→ **Фрагмент документа**:
<<<<

Разумеется, ответить на эти вопросы он тогда не смог. Но случай запомнился. И через несколько лет, когда Сеченов, уже профессор Петербургской медико-хирургической академии, работал над своим знаменитым трудом «Рефлексы головного мозга», он использовал этот случай для убедительного примера перехода заученных движений в невольные.

Федор Иванович Иноземцев был человеком горячим и увлекающимся. Клинике и студентам он посвящал массу времени. Говорил всегда интересно, был ласков и участлив с больными, называл их не иначе как «дружок» и «милый мой».

Отличительной чертой этого профессора был его физиологический подход к болезням.

«…Мы прежде всего исследовали и определяли самую болезнь, — писал сам Иноземцев, — и потом уже, разобрав и оценив все анатомические изменения, произведенные ею в организме, подчиняли их жизненному больному процессу».

>>>>

→ **Набор заданий**:
A) Продублируйте без изменений ту часть текста о Сеченове и Иноземцеве, которая открывается словами «Разумеется, ответить на» и завершается словами «подход к болезням.».
B) Напишите следующую часть текста о Сеченове и Иноземцеве, начав сразу после его последнего предложения.

→ **Исходные данные**:
<<<<

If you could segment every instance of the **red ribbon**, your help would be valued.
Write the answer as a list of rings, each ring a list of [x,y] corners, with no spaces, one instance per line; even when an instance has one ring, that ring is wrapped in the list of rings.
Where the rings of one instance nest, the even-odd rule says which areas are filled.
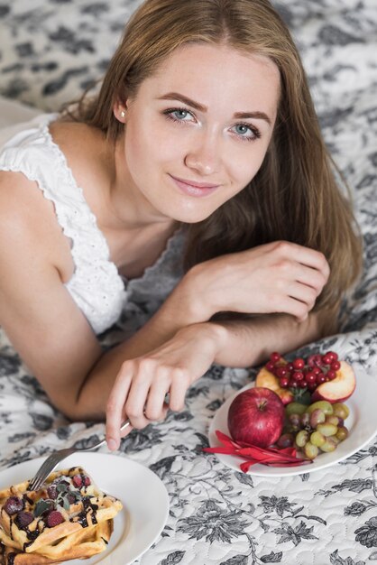
[[[245,459],[241,463],[240,469],[247,473],[252,465],[260,463],[268,467],[296,467],[298,465],[308,465],[312,463],[310,459],[300,459],[297,457],[295,448],[259,448],[250,443],[236,443],[229,436],[219,430],[216,431],[216,435],[222,444],[217,448],[204,448],[203,451],[207,453],[223,453],[225,455],[234,455]]]

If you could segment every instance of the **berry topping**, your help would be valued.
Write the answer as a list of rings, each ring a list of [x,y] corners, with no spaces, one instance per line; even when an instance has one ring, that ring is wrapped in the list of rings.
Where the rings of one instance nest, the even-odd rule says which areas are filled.
[[[297,369],[297,370],[303,369],[304,366],[305,366],[305,361],[301,357],[298,357],[297,359],[293,361],[294,369]]]
[[[76,502],[77,498],[75,496],[75,495],[73,493],[69,493],[67,495],[67,501],[69,505],[74,505]]]
[[[7,514],[12,516],[14,514],[23,510],[23,500],[18,498],[18,496],[10,496],[4,505],[4,509]]]
[[[78,488],[79,488],[80,486],[82,486],[82,477],[81,475],[75,475],[74,477],[72,477],[72,483],[75,485],[75,486],[77,486]]]
[[[270,361],[273,364],[278,363],[278,361],[280,361],[280,358],[281,358],[281,356],[277,351],[273,351],[270,356]]]
[[[58,489],[57,489],[56,485],[50,485],[50,486],[47,489],[47,494],[49,496],[49,498],[55,500],[55,498],[57,498],[58,496]]]
[[[31,512],[19,512],[14,522],[20,528],[26,528],[33,521],[34,516]]]
[[[51,512],[49,512],[47,514],[45,522],[49,528],[54,528],[64,522],[64,518],[58,510],[51,510]]]
[[[77,488],[81,488],[81,486],[88,486],[90,485],[90,478],[87,475],[75,475],[72,477],[72,483]]]

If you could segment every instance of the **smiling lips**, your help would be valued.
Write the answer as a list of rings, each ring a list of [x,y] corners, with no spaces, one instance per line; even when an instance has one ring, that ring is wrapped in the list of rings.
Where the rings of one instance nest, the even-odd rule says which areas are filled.
[[[189,196],[207,196],[207,194],[215,192],[215,190],[220,186],[219,184],[210,184],[209,182],[195,182],[194,181],[179,179],[178,177],[173,177],[172,175],[170,175],[170,177],[174,181],[179,189]]]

>>>>

→ **Результаты выполнения**:
A)
Разумеется, ответить на эти вопросы он тогда не смог. Но случай запомнился. И через несколько лет, когда Сеченов, уже профессор Петербургской медико-хирургической академии, работал над своим знаменитым трудом «Рефлексы головного мозга», он использовал этот случай для убедительного примера перехода заученных движений в невольные.

Федор Иванович Иноземцев был человеком горячим и увлекающимся. Клинике и студентам он посвящал массу времени. Говорил всегда интересно, был ласков и участлив с больными, называл их не иначе как «дружок» и «милый мой».

Отличительной чертой этого профессора был его физиологический подход к болезням.

B)
Иноземцев создал свою оригинальную теорию о причинах заболеваний. Заключалась она в следующем: в разные эпохи причины болезней бывают разными — до недавнего времени это были воспаления, требующие кровопускания и охлаждения; с сороковых годов основной причиной заболеваний являются катары слизистых путей, возникающие на почве плохого питания. Питанием же ведает «узловатая» (симпатическая) нервная система. Значит, все дело в страданиях этой системы. И Иноземцев лечил симпатическую нервную систему, для чего кормил всех больных «антикатаральной панацеей» — нашатырными каплями. Нашатырь в смеси с рвотным корнем — это лекарство имело универсальное хождение в клинике Иноземцева и изготовлялось сиделками в огромном количестве.

Если оставить в стороне «эпохиальность» причин заболевания и приверженность профессора к одному-единственному средству лечения, нужно согласиться, что взгляды его выгодно отличались от взглядов или, вернее, отсутствия таковых у большинства его коллег.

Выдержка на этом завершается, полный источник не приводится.